_Working data_.

=-=-=-=-=

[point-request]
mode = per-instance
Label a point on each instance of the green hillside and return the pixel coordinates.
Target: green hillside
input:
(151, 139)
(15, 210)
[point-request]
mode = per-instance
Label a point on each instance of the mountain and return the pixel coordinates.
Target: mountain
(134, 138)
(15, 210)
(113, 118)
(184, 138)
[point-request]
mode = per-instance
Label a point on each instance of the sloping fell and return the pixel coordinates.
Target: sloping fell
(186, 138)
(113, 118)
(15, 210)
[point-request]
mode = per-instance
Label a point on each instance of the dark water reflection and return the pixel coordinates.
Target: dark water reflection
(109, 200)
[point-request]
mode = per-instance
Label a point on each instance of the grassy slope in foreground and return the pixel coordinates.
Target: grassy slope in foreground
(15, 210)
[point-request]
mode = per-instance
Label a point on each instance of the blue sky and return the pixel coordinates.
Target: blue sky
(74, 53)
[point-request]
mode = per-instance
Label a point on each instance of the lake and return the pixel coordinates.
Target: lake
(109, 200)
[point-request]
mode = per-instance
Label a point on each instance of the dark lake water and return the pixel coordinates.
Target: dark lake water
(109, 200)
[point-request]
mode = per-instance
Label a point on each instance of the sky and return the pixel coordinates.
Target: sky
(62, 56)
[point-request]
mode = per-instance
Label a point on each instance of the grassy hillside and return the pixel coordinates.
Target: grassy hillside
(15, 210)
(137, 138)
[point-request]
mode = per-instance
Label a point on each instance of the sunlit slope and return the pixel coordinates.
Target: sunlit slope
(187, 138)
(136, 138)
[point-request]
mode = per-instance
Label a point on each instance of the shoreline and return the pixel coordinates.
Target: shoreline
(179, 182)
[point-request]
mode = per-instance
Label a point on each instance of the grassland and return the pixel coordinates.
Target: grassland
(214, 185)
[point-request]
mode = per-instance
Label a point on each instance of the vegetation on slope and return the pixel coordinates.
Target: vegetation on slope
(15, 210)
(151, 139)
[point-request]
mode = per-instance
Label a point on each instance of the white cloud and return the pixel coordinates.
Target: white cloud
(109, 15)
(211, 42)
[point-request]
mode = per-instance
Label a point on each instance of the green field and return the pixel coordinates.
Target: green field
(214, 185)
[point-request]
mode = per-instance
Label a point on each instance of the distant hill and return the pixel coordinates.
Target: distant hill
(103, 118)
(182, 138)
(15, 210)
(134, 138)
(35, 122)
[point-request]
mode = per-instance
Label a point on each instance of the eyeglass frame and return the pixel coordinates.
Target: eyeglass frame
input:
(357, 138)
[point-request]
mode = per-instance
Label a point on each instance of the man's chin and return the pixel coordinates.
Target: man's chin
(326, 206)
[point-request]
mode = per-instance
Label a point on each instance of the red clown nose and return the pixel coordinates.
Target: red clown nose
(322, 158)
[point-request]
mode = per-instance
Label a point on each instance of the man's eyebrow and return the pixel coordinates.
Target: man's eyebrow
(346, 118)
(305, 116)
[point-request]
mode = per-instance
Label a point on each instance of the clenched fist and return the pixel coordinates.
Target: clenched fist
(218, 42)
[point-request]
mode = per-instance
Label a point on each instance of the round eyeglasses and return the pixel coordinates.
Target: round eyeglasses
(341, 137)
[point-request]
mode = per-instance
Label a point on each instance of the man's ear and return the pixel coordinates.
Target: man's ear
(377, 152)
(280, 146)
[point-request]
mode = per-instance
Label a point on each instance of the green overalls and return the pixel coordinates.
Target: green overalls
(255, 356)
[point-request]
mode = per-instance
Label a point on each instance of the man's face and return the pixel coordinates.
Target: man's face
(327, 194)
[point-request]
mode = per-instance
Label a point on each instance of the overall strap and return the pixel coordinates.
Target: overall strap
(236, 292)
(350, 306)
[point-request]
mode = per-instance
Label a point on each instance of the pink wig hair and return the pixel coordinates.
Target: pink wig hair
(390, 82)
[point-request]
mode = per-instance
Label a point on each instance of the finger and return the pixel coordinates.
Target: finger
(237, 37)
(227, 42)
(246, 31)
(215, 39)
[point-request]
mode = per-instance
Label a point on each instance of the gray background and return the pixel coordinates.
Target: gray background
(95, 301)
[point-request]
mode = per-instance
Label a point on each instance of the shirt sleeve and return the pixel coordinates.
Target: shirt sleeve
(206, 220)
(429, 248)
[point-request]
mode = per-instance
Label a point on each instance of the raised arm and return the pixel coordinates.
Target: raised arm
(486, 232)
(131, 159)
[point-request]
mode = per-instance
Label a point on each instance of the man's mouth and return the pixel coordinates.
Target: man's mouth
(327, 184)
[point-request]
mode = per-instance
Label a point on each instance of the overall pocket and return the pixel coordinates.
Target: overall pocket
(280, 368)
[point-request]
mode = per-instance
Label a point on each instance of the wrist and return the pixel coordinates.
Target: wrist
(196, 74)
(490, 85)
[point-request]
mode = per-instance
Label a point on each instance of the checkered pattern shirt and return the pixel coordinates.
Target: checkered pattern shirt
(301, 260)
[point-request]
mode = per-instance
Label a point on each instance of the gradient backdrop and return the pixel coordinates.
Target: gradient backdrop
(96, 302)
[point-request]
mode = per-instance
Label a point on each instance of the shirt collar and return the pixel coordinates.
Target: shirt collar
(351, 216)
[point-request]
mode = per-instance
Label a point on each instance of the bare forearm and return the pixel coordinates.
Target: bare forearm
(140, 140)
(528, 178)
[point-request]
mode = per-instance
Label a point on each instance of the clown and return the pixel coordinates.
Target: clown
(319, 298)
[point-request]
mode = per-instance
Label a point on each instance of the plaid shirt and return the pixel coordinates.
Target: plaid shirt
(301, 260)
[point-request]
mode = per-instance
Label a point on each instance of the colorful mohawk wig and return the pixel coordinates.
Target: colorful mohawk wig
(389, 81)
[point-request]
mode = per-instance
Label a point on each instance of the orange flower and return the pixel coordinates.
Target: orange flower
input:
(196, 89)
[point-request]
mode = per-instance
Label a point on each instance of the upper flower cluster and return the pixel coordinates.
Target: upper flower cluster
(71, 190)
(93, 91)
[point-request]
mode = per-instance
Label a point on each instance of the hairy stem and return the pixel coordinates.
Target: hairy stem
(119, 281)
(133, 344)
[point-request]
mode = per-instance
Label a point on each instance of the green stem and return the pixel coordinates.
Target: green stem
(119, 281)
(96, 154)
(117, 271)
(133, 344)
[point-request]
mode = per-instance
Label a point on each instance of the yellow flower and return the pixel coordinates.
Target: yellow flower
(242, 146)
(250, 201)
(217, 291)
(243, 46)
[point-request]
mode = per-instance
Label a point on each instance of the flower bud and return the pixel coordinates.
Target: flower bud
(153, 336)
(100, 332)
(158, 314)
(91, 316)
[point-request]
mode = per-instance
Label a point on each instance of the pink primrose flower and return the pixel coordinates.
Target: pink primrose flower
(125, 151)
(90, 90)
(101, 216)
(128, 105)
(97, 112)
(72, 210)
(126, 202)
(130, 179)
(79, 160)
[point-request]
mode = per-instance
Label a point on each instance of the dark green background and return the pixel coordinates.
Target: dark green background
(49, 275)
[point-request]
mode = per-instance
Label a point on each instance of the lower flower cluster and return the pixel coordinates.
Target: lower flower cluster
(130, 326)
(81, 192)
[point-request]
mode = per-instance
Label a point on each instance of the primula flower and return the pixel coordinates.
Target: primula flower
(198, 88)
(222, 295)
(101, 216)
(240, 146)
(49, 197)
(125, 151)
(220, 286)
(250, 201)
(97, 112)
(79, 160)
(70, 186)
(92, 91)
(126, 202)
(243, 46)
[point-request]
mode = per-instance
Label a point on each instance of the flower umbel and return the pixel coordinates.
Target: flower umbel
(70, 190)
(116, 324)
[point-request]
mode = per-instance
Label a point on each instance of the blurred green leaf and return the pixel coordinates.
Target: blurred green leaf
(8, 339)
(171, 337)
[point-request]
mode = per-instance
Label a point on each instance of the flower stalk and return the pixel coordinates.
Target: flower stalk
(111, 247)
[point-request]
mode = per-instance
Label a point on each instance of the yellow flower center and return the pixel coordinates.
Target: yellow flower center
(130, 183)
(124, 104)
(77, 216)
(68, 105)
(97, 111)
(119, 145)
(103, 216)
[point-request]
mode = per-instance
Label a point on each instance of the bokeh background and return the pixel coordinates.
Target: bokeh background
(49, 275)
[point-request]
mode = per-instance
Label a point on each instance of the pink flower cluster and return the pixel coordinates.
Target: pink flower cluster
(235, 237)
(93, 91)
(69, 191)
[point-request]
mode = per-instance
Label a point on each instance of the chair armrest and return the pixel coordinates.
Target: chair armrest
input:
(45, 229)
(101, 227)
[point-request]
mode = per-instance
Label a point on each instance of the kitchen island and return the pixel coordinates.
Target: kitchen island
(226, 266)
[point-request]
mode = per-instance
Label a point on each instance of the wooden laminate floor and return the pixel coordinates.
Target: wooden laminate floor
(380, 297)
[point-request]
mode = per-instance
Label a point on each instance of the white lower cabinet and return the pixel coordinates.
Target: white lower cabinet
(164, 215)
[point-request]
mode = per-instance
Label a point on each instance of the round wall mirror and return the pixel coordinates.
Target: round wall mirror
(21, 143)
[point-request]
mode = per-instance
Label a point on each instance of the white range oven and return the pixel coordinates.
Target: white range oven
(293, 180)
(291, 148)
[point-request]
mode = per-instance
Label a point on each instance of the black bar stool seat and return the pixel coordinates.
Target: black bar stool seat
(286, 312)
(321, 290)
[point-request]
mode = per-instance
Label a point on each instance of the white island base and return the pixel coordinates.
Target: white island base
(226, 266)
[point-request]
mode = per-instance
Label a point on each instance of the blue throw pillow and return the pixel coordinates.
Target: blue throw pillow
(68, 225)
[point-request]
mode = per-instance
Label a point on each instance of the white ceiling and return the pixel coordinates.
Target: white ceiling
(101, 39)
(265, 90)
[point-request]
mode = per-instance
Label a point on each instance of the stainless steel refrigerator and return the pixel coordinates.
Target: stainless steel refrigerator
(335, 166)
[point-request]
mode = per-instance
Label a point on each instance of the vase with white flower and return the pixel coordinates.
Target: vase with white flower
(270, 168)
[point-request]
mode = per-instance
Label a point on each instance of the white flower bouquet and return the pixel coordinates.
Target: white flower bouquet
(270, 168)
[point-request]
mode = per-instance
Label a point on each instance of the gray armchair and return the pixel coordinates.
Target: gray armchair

=-=-=-=-=

The first line of the records and every line down to the line with "Label a point on each instance of the sloping" must be quoted exactly; leave out all else.

[point-request]
mode = per-instance
Label a point on each instance of the green hillside and return the pixel coordinates.
Target: green hillside
input:
(151, 139)
(15, 210)
[point-request]
mode = per-instance
Label a point on each instance of the mountain and return the pixel coordinates.
Target: mountain
(134, 138)
(15, 210)
(113, 118)
(184, 138)
[point-request]
mode = per-instance
Label a point on each instance of the sloping fell and return the pixel coordinates.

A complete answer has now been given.